-- Task description --
Reproduce, verbatim, the stretch of entries running from the line containing "Expected: for every instance of the wooden jar" through the line containing "x=557 y=341", both of those lines included. Provide only those lines.

-- Provided information --
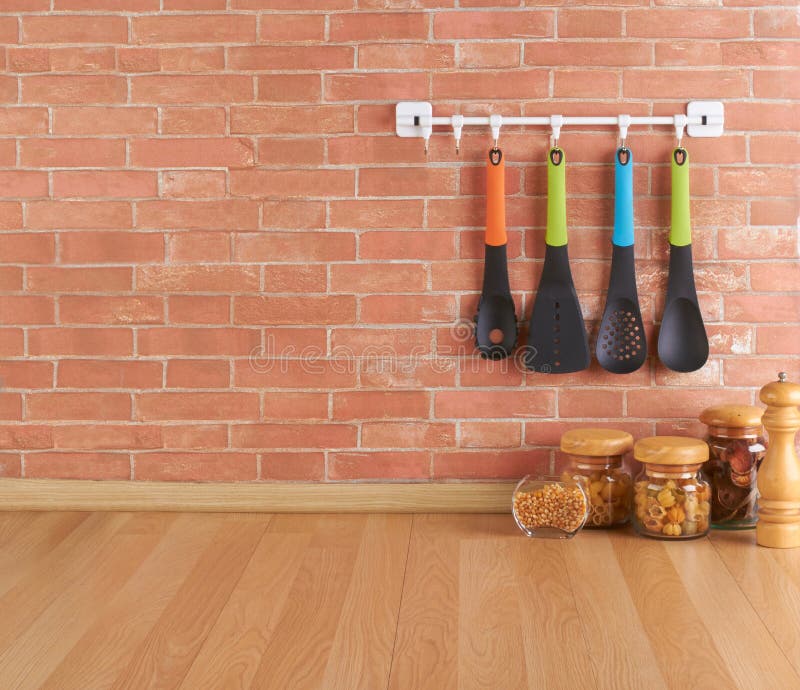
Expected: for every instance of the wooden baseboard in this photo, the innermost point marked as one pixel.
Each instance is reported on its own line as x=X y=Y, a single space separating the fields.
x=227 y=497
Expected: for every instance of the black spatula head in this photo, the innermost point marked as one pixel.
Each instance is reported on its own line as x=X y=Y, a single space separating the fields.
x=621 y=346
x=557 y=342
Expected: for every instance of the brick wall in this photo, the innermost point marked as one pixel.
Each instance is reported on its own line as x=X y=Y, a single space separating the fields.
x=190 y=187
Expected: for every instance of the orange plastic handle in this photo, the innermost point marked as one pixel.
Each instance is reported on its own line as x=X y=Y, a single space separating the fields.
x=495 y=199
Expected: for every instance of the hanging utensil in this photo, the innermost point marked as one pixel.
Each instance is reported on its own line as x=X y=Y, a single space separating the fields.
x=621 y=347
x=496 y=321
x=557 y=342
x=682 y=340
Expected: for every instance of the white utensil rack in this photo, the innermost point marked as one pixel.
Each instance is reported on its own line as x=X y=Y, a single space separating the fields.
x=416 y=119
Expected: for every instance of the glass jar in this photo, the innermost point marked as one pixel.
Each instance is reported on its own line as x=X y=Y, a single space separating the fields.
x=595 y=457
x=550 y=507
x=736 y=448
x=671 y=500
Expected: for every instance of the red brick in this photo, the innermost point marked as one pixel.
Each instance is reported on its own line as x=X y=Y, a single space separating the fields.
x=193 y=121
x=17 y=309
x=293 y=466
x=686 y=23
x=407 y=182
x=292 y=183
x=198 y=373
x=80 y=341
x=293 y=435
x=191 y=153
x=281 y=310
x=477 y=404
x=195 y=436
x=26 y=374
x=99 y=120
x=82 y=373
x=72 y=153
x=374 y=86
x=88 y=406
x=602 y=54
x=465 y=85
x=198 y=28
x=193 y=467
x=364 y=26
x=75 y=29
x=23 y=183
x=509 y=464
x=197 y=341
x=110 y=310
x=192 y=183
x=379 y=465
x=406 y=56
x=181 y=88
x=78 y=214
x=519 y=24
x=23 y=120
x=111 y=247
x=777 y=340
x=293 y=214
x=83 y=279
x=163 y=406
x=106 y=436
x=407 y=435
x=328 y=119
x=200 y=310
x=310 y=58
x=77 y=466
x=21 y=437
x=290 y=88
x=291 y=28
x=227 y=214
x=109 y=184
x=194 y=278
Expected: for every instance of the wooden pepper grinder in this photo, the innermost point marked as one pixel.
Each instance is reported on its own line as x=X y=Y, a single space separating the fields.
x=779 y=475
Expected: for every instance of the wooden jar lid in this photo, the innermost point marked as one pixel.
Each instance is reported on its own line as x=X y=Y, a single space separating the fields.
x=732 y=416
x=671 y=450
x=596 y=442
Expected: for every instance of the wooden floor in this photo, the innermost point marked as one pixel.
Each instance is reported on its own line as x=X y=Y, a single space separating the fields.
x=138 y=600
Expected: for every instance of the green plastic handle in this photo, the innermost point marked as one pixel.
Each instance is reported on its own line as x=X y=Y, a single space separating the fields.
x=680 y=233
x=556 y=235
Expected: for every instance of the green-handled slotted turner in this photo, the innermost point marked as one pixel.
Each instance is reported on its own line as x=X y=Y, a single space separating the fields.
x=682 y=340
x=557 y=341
...
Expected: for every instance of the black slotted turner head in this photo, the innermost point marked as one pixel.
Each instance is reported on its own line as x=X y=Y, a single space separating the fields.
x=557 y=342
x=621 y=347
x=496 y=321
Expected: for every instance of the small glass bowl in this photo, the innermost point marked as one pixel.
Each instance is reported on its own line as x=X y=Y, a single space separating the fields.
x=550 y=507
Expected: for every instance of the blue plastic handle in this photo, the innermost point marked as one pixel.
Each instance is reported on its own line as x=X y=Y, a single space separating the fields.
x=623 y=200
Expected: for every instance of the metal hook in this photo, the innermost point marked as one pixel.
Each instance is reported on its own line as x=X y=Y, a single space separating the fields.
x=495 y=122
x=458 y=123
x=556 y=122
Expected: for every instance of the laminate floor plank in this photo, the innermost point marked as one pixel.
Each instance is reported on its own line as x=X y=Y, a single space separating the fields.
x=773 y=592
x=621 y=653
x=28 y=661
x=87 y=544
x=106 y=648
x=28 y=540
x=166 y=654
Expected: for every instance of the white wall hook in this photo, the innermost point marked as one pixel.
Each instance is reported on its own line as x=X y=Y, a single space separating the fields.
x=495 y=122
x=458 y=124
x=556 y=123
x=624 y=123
...
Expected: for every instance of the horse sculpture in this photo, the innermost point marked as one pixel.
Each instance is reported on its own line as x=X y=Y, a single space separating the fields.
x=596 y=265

-- Exercise answer --
Expected: for every instance of the wooden jar lid in this photo, the innermost point marked as one pixel.
Each instance is reported on its own line as x=X y=Y, a single space separating the fields.
x=732 y=416
x=671 y=450
x=596 y=442
Expected: for every instance of the wooden floor in this photo, the innermost point marked as one pixel.
Each instance is reported on its own line as x=X y=Y, a single space separating the fields.
x=138 y=600
Expected: for every instance of the green plastic handle in this photo, the innermost point marked as one pixel.
Each instance is reported on its own line as x=X y=Y, a single space separating the fields.
x=680 y=233
x=556 y=235
Expected: for every instance of the green-handled slotted turner in this photo, the innermost point marked as one pixel.
Each instance is reported on its own line as x=X y=Y, a single space separating the fields.
x=682 y=340
x=557 y=341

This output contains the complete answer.